**Extrait du document:**
Pour ne pas laisser l’idée au stade de concept isolé, une expérimentation est mise en place pour qu’il devienne incontournable notamment dans les appels d’offre : « Nous venons en soutien des bureaux d’études notamment pour les deux ZAC pour enrichir la réflexion par des approches bio-inspirées. » En clair, les cahiers des charges seront rédigés en fonction de ces nouvelles pratiques. « Cela va permettre de poursuivre la restructuration de la filière BTC et de développer l’utilisation du bambou ».
Utilisation de 1% des eaux grises contre 85% en Israël
La paysagiste cite en exemple le futur Campus de Coconi-Ouangani : « Pourquoi ne pas le concevoir comme un énorme réservoir d’eau par ses façades et ses toitures ?! »
Pour que cela marche, CEEBIOS ne veut pas imposer, mais fédérer : « Il faut transmettre les connaissances par le biais du compagnonnage, par la co-construction. Contrairement à ce qu’on pense, dans les situations de crise, chacun ne tire pas la couverture à soi dans le monde animal, mais les termites par exemple se transmettent des informations pour pouvoir s’organiser. C’est ce que nous devons faire. »

**Travail à faire:**
1. Dans l'extrait sur les approches bio-inspirées, quel projet la paysagiste prend-elle comme exemple ?
2. Rédigez la suite de l'extrait sur les approches bio-inspirées, à partir de sa dernière phrase.

**Lignes affichées:**
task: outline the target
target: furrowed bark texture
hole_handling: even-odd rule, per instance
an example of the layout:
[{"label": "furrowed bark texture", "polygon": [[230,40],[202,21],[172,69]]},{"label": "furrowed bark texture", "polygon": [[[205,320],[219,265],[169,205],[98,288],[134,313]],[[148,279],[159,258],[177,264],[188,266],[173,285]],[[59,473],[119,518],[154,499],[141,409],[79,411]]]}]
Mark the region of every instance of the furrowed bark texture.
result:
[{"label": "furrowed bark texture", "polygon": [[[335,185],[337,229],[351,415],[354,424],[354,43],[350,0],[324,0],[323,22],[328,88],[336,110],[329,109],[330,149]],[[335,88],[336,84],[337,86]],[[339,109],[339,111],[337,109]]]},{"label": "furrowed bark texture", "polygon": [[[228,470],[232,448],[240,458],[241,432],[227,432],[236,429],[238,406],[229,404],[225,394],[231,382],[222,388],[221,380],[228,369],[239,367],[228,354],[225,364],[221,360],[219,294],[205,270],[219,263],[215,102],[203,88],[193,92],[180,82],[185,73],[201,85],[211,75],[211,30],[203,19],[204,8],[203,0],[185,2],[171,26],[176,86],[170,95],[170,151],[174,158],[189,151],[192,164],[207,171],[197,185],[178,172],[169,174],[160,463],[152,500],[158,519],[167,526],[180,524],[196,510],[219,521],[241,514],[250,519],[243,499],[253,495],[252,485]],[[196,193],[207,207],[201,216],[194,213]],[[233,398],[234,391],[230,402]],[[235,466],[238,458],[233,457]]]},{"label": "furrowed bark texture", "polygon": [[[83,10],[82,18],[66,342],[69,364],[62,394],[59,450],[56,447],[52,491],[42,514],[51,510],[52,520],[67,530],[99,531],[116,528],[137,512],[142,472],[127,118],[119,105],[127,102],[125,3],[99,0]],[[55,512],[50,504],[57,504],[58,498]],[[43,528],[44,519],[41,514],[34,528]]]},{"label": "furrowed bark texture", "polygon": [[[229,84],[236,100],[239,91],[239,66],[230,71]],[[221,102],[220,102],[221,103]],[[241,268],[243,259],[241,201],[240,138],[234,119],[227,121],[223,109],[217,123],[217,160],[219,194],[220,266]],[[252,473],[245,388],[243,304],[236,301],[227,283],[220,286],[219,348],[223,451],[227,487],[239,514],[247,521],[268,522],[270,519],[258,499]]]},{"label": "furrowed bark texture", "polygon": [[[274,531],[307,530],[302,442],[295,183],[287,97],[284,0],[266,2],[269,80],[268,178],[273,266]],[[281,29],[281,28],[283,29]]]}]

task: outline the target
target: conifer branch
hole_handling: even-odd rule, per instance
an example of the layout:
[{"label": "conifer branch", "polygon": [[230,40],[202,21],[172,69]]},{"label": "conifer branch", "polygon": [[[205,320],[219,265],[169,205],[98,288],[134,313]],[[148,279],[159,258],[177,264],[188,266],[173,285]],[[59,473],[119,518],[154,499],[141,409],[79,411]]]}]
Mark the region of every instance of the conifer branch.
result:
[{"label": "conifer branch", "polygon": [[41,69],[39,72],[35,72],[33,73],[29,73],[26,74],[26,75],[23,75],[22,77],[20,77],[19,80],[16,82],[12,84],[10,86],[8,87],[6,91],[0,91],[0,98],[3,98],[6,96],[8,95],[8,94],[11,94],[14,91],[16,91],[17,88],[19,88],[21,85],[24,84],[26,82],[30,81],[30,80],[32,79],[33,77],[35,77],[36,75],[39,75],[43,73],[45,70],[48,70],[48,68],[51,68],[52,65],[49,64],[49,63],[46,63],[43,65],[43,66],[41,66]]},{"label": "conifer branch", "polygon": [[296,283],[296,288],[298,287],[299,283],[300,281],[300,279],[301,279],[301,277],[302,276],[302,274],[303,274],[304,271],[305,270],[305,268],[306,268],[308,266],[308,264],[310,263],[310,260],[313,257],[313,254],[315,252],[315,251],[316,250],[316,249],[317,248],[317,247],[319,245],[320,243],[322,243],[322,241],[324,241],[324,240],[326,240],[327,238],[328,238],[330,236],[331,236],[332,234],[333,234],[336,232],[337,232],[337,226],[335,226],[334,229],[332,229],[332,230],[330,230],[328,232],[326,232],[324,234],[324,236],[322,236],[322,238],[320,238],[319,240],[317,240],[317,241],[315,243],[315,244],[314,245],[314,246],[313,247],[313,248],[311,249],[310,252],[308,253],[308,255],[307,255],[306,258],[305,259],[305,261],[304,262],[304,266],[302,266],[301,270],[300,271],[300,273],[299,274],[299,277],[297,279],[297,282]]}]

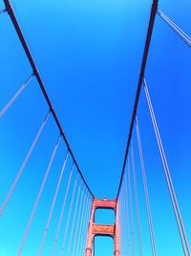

**Réponses attendues:**
1. Le futur Campus de Coconi-Ouangani.

2.
Embarquer tout le monde dans le même bateau sur le sujet de l’eau donc, cela signifie que la règlementation aussi doit évoluer, surtout sur un sujet aussi vital. Et Anne Gaillard livre des chiffres suffisamment explicites : « Alors que 58% de l’eau potable est utilisée pour l’agriculture qui n’utilise que 6,8% d’eau verte, c’est-à-dire issue du sol, on s’aperçoit que les eaux grises sont sous-utilisées en France. » C’est-à-dire les eaux provenant des douches, baignoires, lavabos, lave-linge, etc. « Notre pays ne réutilise que 1% des eaux grises, contre 15% en Espagne et 85% en Israël ».
A coup sûr, dans quelques années, nos enfants nous demanderons comment nous avons fait pour continuer à tirer la chasse avec de l’eau potable ! Les échanges furent nombreux dans la salle à ce sujet, et il fut beaucoup questions des Agences régionales de santé et de la législation vue comme un frein.
Pour finir, les intervenants de CEEBIOS ont d’ores et déjà interrogé sur le futur Schéma d’Aménagement régional (SAR) de Mayotte, « il faut mettre en parallèle les futurs pôles urbains avec les bassins versants de Mayotte pour rendre le tout compatible dans l’intérêt du territoire. »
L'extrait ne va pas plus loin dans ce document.